* _Segmentation dataset excerpts_

○ ○ ○ ○

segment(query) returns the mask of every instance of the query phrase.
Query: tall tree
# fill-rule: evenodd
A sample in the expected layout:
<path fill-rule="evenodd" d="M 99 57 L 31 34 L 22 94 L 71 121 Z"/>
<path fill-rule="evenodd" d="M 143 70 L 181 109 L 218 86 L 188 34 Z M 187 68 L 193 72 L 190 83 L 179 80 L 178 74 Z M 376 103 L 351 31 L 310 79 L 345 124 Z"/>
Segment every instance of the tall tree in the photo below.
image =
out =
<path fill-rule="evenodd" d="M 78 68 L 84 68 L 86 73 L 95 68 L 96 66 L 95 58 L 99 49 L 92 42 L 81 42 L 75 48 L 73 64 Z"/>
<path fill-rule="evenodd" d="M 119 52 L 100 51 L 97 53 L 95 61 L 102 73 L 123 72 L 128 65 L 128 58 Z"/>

○ ○ ○ ○

* _Stated task_
Rewrite the entries above with "tall tree" changed to "palm tree" wherever it occurs, leaving everything else unchanged.

* _Solution_
segment(query) returns the mask of every instance of the query phrase.
Query: palm tree
# fill-rule: evenodd
A sample in the expected layout:
<path fill-rule="evenodd" d="M 99 57 L 31 34 L 22 94 L 71 121 Z"/>
<path fill-rule="evenodd" d="M 143 70 L 181 109 L 218 86 L 188 34 Z M 187 68 L 193 72 L 190 83 L 179 80 L 178 74 Z M 376 103 L 351 31 L 310 79 L 345 124 Z"/>
Segment every instance of the palm tree in the photo below.
image =
out =
<path fill-rule="evenodd" d="M 78 68 L 84 68 L 86 73 L 95 68 L 96 66 L 95 58 L 99 49 L 92 42 L 81 42 L 75 48 L 73 64 Z"/>
<path fill-rule="evenodd" d="M 119 52 L 100 51 L 97 53 L 95 61 L 102 73 L 123 72 L 128 65 L 128 58 Z"/>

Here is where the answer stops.